*GOAL*:
Pull out every line in the entries below that contains the string "Target".

*SUPPLIED RECORDS*:
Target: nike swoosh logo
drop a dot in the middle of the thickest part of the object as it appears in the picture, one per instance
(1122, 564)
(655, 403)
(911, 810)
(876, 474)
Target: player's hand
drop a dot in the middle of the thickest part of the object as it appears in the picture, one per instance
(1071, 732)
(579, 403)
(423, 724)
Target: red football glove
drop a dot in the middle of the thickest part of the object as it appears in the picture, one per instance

---

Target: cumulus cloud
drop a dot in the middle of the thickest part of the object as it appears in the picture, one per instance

* * *

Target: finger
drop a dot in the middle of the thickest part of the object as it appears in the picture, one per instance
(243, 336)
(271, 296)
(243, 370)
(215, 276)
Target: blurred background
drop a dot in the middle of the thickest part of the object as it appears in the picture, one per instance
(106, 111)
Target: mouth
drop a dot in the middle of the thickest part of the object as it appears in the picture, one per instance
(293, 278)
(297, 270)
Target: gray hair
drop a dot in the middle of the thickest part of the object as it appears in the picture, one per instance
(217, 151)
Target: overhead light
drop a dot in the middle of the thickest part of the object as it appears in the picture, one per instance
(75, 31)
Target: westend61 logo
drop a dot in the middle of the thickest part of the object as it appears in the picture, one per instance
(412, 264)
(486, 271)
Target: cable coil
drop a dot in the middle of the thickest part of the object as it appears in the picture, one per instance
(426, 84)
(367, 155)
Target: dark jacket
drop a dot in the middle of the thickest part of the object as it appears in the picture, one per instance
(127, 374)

*TASK ANSWER*:
Target: nike swoosh logo
Target: player's hand
Target: red football glove
Target: cumulus cloud
Target: finger
Target: blurred background
Target: mouth
Target: gray hair
Target: overhead light
Target: westend61 logo
Target: cable coil
Target: dark jacket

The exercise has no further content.